Directions.
(a) In the forum thread, to which city did Mr Blair fly to rally EU leaders?
(b) Return the part of the forum thread from "Meanwhile, Mr Blair" up to and including "with the US.", copied word for word.

Selection.
"""
Meanwhile, Mr Blair was working to heal rifts over Iraq, and flew to Brussels to rally EU leaders.

Last night he called on Europe's leaders to end their "state of denial" over Mr Bush's election win.

He told The Times countries against the war must now work with the US.

The PM said: "The election has happened. America has spoken. The rest of the world should listen.

"It is important that America listens to the rest of the world too.

"The fact is that President Bush is there for four years. Some people are in a sort of state of denial."


----------



## Guest (Nov 5, 2004)

Our enemies:
Arafat
Sadam
Libya
Hitler
***************
***************
France helps sick old Arafat
France somehow involved in Oil For Food Scam w/ Sadam
France denies US fly over rights to bomb Libya
France lays out red carbet waving white flags for Hitler

I see a pattern.


----------



## ryan933 (Oct 3, 2003)

MSP75, please allow me to add one more to your list of our enemies...The UN !! :twisted: 

Ryan


----------



## dcs2244 (Jan 29, 2004)

That's right, Ryan, as in:

UN-american
UN-trustworthy
UN-able
UN-couth
UN-cool
UN-armed
UN-agreeable

Looks like a trend to me...


----------



## mpd61 (Aug 7, 2002)

F*CK the Frogs!!!!!!!!!!!!!!!!!!!
:twisted:


----------



## SEABASS (Mar 29, 2004)

Oui,oui, je suis un petite fairy !!! :uc:


----------
"""
Data provided.
"""
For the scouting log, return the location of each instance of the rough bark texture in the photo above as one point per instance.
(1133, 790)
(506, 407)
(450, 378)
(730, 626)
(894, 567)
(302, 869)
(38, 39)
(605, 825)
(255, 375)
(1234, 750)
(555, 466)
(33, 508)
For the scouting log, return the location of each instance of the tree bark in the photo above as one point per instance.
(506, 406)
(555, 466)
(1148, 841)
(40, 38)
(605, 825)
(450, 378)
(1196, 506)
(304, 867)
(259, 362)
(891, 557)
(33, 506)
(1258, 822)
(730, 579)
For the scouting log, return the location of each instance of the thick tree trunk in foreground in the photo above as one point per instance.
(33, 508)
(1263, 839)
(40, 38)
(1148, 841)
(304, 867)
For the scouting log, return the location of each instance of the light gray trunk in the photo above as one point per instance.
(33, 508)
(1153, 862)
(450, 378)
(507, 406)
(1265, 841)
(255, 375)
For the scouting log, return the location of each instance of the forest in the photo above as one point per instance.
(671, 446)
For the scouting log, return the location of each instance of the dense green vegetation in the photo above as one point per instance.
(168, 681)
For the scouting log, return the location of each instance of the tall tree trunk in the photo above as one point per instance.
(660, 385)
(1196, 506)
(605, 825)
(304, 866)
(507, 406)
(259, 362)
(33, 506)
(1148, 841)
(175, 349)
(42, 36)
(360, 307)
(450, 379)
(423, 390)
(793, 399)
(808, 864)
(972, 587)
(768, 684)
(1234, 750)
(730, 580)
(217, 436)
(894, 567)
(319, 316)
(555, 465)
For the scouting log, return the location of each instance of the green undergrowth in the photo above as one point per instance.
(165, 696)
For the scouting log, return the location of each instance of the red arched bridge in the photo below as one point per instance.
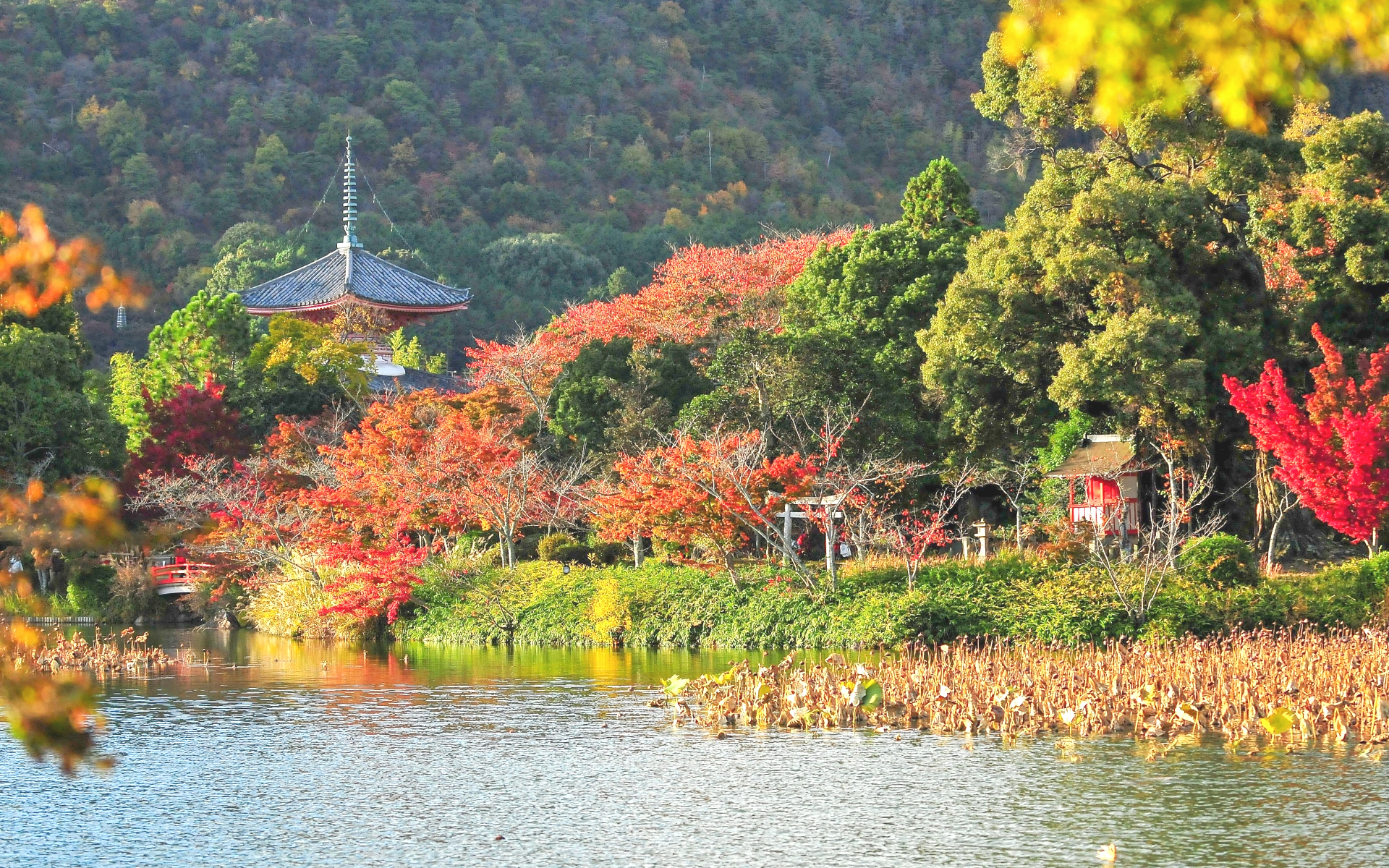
(175, 578)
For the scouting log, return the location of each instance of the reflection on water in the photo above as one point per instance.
(299, 753)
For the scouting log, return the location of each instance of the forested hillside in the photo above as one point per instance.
(525, 149)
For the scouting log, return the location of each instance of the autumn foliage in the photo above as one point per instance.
(38, 273)
(696, 294)
(715, 492)
(190, 422)
(1334, 449)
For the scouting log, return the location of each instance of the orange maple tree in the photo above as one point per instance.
(720, 492)
(52, 712)
(696, 295)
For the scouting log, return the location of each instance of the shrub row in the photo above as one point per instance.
(674, 606)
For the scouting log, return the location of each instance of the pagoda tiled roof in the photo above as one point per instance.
(350, 274)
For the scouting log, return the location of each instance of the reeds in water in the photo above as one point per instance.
(103, 656)
(1295, 685)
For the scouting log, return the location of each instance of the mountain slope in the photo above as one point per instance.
(157, 125)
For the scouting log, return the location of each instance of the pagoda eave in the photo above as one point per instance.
(349, 299)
"""
Replies.
(a) Brussels

(b)
Meanwhile, Mr Blair was working to heal rifts over Iraq, and flew to Brussels to rally EU leaders.

Last night he called on Europe's leaders to end their "state of denial" over Mr Bush's election win.

He told The Times countries against the war must now work with the US.